# ЧТО СДЕЛАТЬ:
Продолжите рассуждение о Гамлете, начав сразу после его последней фразы.

Зло для Гамлета прежде всего не в том, что заставляет нас страдать, что оскорбляет или позорит, а в отвратительном, грязно-сальном и скотском. Главный аргумент Гамлета против матери есть красота его отца. Именно эта красота давала ему право на счастье, власть, поклонение и любовь… Его убийца, может быть, не столько оскорбил христианского бога правды, сколько помрачил эллинских богов красоты. Идеал красоты отлился для Гамлета в своеобразную форму благородства…

Это – царственный идеал… Его эмблема – кудрявый и румяный феодал, который в сентябрьский полдень засыпает в своем саду на низком дерновом ложе, куда, кружась, падает и золотисто-узорный лист дуба, и лепестки поздней розы и где он, улыбаясь, подставит доверчивое ухо и шепоту ядовитой белены.

Для Гамлета даже проклятый вопрос быть или не быть есть в существе своем лишь вопрос эстетической расценки. Кто знает, а если те злые сны – заметьте, не серный огонь призрака, а злые сны, т. е. нечто созерцательное и лишь красочно-мучительное, – те сны, говорю я, так принизят мой ум, который там может ведь потерять и свою огненную силу, – что самая возмутительная действительность, на которую теперь еще ум мой реагирует, должна быть им предпочтена? Офелия мучит Гамлета, потому что в глазах его неотступно стоит тень той сальной постели, где тощий Клавдий целует его старую мать. Непосредственное обаяние Офелии Гамлет хотел бы свести к… ужасу, и чтобы он один, безумный зритель, мог созерцать из своей потаенной ложи, как в полутемной палате полоумный пасынок короля в компании убийц и мазуриков, шутов, сводней и нищих лицедеев устроил себе кресло из точеных ног фрейлины, которая, пожалуй, и сама не прочь видеть его так близко от своего белого платья.

Офелия погибла для Гамлета не оттого, что она безвольная дочь старого шута, не оттого даже, что она живность, которую тот хотел бы продать подороже, а оттого, что брак вообще не может быть прекрасен и что благородная красота девушки должна умирать одинокая, под черным вуалем и при тающем воске церковной свечи.

Гамлет завистлив и обидчив, и тоже как художник.

Завистлив Гамлет? Этот свободный ум, который даже слов призрака не может вспомнить, так как не от него зависит превратить их в импульс, единственный определитель его действий? Да и как же может завидовать он, столь не соизмеримый со всем, что не он?..

Видите ли: зависть художника не совсем то, что наша…

Для художника это – болезненное сознание своей ограниченности и желание делать творческую жизнь свою как можно полнее. Истинный художник и завистлив и жаден… я слышу возражение – пушкинский Моцарт. – Да! Но ведь Гамлет не Сальери. Моцарта же Пушкин, как известно, изменил: его короткая жизнь была отнюдь не жизнью праздного гуляки, а сплошным творческим горением. Труд его был громаден, не результат труда, а именно труд.

# ВЫДЕРЖКИ ИЗ ПЕРЕЧНЯ:
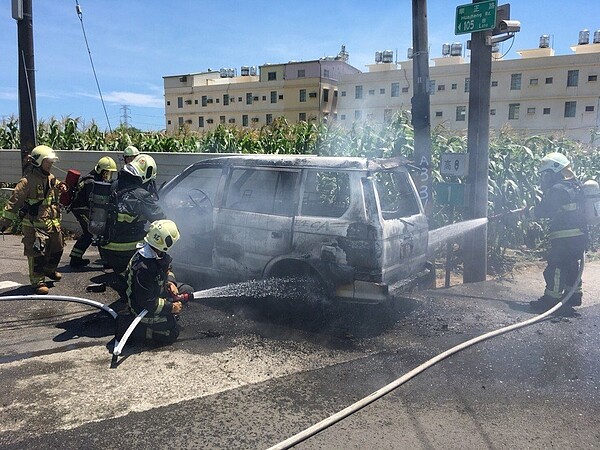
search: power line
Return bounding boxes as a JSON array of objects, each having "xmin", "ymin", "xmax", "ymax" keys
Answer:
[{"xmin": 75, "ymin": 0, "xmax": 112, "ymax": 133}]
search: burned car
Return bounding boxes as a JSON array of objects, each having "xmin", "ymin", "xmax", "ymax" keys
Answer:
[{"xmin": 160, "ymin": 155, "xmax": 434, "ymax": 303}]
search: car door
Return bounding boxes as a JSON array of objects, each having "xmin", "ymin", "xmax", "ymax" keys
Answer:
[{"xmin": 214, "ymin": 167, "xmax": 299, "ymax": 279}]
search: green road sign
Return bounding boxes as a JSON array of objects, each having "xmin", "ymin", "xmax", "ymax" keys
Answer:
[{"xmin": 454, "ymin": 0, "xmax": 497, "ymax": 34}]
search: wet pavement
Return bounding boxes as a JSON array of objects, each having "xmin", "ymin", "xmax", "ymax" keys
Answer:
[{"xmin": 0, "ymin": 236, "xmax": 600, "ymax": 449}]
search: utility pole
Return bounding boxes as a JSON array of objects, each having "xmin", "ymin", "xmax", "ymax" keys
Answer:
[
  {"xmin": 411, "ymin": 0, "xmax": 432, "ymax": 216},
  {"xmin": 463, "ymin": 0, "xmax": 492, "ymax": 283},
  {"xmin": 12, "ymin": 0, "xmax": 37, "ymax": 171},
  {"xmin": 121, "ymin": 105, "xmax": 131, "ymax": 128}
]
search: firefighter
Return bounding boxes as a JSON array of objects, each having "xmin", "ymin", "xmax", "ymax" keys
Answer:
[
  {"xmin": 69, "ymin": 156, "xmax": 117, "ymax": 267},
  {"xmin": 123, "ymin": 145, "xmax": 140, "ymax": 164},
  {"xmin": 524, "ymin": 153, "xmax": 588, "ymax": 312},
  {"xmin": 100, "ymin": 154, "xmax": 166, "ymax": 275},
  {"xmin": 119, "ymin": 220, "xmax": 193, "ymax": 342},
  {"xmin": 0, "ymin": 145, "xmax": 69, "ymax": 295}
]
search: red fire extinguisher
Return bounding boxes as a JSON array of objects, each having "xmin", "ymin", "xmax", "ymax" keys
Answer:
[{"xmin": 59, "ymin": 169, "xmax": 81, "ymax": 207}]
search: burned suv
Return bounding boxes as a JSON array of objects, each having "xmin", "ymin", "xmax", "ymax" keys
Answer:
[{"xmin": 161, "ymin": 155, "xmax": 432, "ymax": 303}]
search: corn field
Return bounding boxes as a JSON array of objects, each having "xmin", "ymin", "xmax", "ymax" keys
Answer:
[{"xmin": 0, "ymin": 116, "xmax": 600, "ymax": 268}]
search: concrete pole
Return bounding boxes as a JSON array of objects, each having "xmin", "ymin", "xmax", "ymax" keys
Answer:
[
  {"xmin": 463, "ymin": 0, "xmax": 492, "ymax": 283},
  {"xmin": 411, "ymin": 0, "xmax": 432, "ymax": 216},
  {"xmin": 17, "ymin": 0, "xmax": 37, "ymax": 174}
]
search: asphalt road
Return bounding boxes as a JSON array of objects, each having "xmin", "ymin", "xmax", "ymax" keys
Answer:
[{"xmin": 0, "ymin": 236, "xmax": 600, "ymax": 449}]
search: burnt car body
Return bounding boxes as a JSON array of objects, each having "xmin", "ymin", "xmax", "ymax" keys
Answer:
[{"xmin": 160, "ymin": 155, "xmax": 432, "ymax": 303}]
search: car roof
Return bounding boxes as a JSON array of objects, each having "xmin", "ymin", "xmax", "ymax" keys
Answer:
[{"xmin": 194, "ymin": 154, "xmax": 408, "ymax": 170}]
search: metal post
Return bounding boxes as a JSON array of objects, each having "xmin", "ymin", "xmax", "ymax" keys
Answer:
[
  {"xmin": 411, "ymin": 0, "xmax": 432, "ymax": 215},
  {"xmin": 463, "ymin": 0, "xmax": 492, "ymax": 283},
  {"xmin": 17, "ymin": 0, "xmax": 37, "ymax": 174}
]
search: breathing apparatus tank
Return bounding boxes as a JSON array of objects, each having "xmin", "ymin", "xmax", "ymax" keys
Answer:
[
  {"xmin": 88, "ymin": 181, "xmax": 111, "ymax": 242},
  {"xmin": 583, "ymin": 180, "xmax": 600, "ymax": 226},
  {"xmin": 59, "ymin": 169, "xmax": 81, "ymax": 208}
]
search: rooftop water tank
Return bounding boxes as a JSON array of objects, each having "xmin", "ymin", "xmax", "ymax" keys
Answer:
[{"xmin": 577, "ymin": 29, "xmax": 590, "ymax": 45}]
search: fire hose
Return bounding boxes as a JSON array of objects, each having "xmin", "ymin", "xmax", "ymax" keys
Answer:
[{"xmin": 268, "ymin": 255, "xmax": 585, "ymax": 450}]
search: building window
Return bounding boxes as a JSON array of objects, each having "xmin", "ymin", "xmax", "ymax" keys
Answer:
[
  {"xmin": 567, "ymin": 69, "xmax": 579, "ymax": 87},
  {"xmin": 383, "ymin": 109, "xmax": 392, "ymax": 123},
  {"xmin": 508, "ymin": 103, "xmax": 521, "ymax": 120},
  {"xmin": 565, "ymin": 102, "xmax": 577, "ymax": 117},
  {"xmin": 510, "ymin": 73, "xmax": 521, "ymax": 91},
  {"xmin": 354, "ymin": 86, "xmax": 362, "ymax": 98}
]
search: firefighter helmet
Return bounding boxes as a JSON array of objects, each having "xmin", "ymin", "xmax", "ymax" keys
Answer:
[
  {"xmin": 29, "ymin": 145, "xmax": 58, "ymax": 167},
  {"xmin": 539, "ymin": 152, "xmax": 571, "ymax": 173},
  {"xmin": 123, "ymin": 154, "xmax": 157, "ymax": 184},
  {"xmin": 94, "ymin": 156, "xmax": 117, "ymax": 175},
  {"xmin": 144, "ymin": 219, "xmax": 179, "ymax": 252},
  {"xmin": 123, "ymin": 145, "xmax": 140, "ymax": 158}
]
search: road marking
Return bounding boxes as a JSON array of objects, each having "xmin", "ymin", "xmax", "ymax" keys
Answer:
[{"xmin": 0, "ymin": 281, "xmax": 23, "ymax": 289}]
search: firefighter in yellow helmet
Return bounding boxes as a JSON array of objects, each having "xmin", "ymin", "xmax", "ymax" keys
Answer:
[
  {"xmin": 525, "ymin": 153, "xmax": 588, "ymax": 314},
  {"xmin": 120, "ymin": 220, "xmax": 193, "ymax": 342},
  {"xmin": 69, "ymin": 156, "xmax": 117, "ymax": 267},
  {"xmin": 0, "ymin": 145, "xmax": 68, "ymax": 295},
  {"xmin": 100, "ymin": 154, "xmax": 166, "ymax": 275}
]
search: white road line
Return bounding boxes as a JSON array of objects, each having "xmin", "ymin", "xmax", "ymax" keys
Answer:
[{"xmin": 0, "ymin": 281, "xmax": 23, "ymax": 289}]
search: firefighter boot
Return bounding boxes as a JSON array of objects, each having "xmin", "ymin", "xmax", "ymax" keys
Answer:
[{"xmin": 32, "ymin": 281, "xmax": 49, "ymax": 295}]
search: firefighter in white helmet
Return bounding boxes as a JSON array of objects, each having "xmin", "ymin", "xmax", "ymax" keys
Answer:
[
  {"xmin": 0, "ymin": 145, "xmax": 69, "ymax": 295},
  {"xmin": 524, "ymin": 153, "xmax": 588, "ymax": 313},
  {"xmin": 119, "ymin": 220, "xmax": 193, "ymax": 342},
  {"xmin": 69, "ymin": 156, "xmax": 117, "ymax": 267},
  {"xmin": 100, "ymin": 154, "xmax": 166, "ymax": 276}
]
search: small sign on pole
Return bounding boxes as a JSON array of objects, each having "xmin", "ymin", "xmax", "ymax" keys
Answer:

# ИТОГ ЗАДАНИЯ:
Но зависть Гамлета может быть рассматриваема как одна из условностей его индивидуализации…

Хитрый Амблетто легенды, наперсник дальновидной судьбы, обратился в меланхоличного субъекта, толстого, бледного и потливого, который до тридцати лет упражнялся в философии по виттенбергским пивным, а потом попробовал в Эльсиноре выпустить феодальные когти.

Гений Шекспира, поэта и актера, не оставляет нам, однако, никаких сомнений в том, что Гамлет – лицо. И даже чем безумнее толчея противоречий, прикрытая этим именем, тем сильнее для нас обаяние его жизненности.

Итак, Гамлет завистлив…

Кому же он завидует? Спросите лучше, кому он не завидует?

Туповатой уравновешенности Горацио, который не различает в принимаемой им судьбе ее даров от ее ударов.

Слезам актера, когда актер говорит о Гекубе, его гонорару… его лаврам даже. Мечте Фортинбраса, Лаэрту-мстителю и Лаэрту-фехтовальщику, кончику красного языка, который так легко и быстро движется между свежих губ Озрика, может быть, и его эвфуизму (вспомните письмо к Офелии). Юмору могильщика… корсажу Офелии и, наконец, софизмам, они придуманы не им, Гамлетом.

Гамлет-художник не жалеет Гамлета-человека, когда тот оскорбил красоту.

Шумная риторика Лаэрта и бесвкусие его гипербол так раздражили Гамлета, что он соскакивает в могилу Офелии и готов тут же драться с ее братом… даже быть засыпанным заживо – что хотите, – только пусть замолчит этот человек. Но через какой‐нибудь час Гамлет уже кается: он – больной, он – сумасшедший человек, и только этим можно объяснить, что он не оценил благородной красоты Лаэрта. И может быть, Лаэрт кажется ему при этом красивее именно потому, что сам он, Гамлет, проявил себя так неэстетично.